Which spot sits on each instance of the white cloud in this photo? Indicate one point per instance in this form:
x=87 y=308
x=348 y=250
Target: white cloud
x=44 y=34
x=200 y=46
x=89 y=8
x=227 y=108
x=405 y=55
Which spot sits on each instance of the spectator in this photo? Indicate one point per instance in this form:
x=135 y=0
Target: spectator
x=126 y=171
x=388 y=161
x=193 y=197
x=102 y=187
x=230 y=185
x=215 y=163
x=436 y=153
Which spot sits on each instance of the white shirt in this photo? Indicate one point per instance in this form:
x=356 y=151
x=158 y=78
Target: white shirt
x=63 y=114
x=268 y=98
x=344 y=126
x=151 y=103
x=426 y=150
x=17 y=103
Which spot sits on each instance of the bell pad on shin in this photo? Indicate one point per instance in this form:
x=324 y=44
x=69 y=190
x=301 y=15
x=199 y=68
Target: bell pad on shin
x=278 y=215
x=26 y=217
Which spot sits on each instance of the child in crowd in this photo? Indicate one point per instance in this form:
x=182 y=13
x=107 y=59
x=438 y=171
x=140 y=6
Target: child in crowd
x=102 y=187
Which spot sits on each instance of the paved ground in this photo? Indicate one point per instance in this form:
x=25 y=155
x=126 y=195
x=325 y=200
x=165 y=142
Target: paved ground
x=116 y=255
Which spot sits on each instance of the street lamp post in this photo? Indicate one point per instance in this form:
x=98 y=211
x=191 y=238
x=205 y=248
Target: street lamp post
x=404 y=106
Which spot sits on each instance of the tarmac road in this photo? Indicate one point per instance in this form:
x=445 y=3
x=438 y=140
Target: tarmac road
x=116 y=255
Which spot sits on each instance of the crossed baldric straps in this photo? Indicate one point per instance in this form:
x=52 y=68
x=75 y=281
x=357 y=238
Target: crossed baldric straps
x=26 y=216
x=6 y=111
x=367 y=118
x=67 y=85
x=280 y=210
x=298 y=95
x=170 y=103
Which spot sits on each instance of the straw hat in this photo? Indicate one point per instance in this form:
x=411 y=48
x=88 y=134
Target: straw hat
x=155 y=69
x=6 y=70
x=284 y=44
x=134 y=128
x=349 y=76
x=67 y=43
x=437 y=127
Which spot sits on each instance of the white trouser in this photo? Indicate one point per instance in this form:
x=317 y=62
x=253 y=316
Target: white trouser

#### [Your task]
Find the lines in the records that contain the word "trouser", then copy every one of them.

#### [Written response]
Which spot sits on each instance of the white trouser in this photo? Indicate one point per instance in this form:
Target: white trouser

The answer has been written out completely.